What to do
Render the stretch of records from the line containing "Please pin the red-roofed" through the line containing "Target: red-roofed house", inclusive, as a JSON list of strings with one string per line and blank lines omitted.

======== Recorded data

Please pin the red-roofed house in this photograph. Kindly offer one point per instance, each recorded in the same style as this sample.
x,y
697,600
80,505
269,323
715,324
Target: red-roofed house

================
======== Recorded data

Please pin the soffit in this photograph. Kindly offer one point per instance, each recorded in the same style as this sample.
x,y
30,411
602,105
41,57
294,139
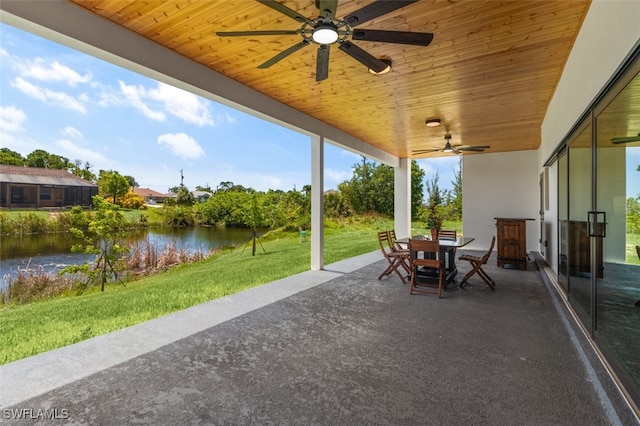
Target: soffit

================

Exercise solution
[
  "Please pin the red-roofed house in this photograph. Kindly offer one point per instance, each recorded in the same style as this sample.",
  "x,y",
  "697,600",
  "80,505",
  "269,323",
  "715,324",
  "Target: red-roofed house"
]